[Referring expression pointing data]
┏━━

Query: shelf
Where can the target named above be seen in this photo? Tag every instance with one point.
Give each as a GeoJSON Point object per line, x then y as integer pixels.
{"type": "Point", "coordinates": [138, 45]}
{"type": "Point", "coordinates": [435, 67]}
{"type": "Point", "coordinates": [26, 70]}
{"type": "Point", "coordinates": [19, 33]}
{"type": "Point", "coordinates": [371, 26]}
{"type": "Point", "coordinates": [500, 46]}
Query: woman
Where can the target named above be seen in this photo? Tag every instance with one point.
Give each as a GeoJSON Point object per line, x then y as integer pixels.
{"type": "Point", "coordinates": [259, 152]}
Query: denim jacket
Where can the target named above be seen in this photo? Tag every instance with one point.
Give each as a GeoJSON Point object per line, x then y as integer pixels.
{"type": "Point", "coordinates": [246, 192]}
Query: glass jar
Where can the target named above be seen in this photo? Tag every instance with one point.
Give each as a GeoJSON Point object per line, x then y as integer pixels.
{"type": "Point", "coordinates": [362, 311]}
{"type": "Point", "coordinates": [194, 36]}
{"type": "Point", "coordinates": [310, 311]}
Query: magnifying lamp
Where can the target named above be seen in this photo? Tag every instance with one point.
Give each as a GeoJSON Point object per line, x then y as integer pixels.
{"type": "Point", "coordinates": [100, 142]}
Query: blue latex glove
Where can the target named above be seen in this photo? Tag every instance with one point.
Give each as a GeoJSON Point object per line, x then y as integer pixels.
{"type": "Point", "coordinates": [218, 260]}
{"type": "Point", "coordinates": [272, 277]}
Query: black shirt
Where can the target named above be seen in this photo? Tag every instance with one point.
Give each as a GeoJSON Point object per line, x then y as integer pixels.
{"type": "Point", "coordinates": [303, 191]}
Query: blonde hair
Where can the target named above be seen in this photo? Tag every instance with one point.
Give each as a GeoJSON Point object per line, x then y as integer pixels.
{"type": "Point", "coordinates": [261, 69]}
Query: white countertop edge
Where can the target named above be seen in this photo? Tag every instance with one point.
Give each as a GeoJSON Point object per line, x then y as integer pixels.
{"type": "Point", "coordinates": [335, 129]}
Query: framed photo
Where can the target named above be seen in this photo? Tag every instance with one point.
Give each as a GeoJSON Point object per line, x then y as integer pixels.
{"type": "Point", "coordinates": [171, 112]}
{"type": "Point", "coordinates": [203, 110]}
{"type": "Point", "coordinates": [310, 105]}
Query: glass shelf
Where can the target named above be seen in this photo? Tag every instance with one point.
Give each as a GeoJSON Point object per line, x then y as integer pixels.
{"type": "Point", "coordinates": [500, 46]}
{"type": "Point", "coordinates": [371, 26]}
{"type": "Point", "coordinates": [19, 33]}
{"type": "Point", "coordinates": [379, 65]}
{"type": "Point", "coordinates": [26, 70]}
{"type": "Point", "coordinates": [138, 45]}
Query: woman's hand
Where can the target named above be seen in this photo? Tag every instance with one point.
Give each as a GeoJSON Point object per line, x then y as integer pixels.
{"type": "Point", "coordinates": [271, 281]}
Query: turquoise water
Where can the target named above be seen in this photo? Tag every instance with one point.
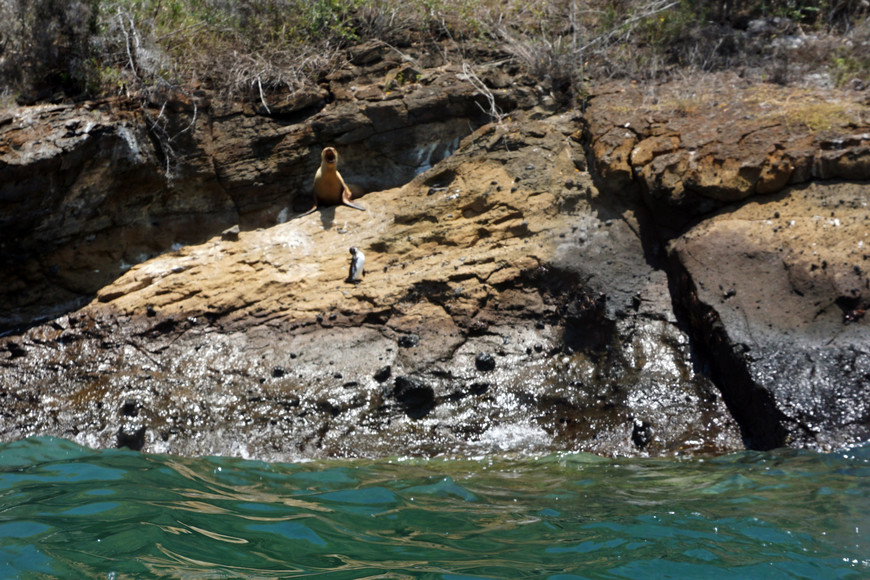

┗━━

## Problem to solve
A word-for-word copy of the entries above is needed, with every picture dropped.

## Solution for this exercise
Query: shelf
Where can the target named above be seen in this photo? Tag every instance with one point.
Give each as a GeoJSON Point object per line, x then y as integer pixels.
{"type": "Point", "coordinates": [138, 45]}
{"type": "Point", "coordinates": [435, 67]}
{"type": "Point", "coordinates": [26, 70]}
{"type": "Point", "coordinates": [19, 33]}
{"type": "Point", "coordinates": [371, 26]}
{"type": "Point", "coordinates": [500, 46]}
Query: woman
Where can the target named above be seen in this photo? Tag every instance with one point.
Give each as a GeoJSON Point object per line, x then y as integer pixels.
{"type": "Point", "coordinates": [259, 152]}
Query: denim jacket
Where can the target named above be seen in this photo? Tag every instance with one point.
Give each as a GeoJSON Point object per line, x then y as integer pixels.
{"type": "Point", "coordinates": [246, 192]}
Query: glass jar
Where can the target named above be seen in this photo? Tag every instance with one point.
Give each as a GeoJSON Point object per line, x then y as integer pixels.
{"type": "Point", "coordinates": [362, 311]}
{"type": "Point", "coordinates": [194, 36]}
{"type": "Point", "coordinates": [310, 311]}
Query: magnifying lamp
Where can the target named above be seen in this photo? Tag every instance with one point.
Give each as a GeoJSON Point object per line, x then y as integer pixels.
{"type": "Point", "coordinates": [100, 142]}
Query: blue latex glove
Where can the target named above be seen in this photo? Tag every instance with one point.
Give each as a GeoJSON Point object per line, x then y as integer pixels.
{"type": "Point", "coordinates": [218, 260]}
{"type": "Point", "coordinates": [272, 277]}
Query: black shirt
Where can the target named above be seen in this photo? Tag every instance with one point.
Give each as a GeoJSON Point object per line, x then y as integer pixels.
{"type": "Point", "coordinates": [303, 191]}
Query: blonde hair
Where can the target named above be seen in this photo? Tag every instance with one point.
Give each as a GeoJSON Point object per line, x then y as integer pixels.
{"type": "Point", "coordinates": [261, 69]}
Query: white countertop edge
Where can the target named above be seen in this photo? Tag every instance with one point.
Give each as a GeoJSON Point object per line, x then y as integer pixels.
{"type": "Point", "coordinates": [335, 129]}
Query: framed photo
Where can the target named above be seen in this photo? Tag every instance with one point.
Give each as a GeoJSON Point object per line, x then y as integer pixels.
{"type": "Point", "coordinates": [171, 112]}
{"type": "Point", "coordinates": [203, 110]}
{"type": "Point", "coordinates": [310, 105]}
Query: glass shelf
Where can the target named above be seen in this photo? Tag every instance with one point.
Give each as a GeoJSON Point object per line, x then y as integer pixels.
{"type": "Point", "coordinates": [500, 46]}
{"type": "Point", "coordinates": [371, 26]}
{"type": "Point", "coordinates": [19, 33]}
{"type": "Point", "coordinates": [379, 65]}
{"type": "Point", "coordinates": [26, 70]}
{"type": "Point", "coordinates": [138, 45]}
Query: woman's hand
Where can the target named above be seen in this photo? Tag every instance with one point.
Give each as a GeoJSON Point object per line, x then y as integer pixels.
{"type": "Point", "coordinates": [271, 281]}
Query: turquoise water
Where can the target named above be seen in this photo? Tag every instance with one point.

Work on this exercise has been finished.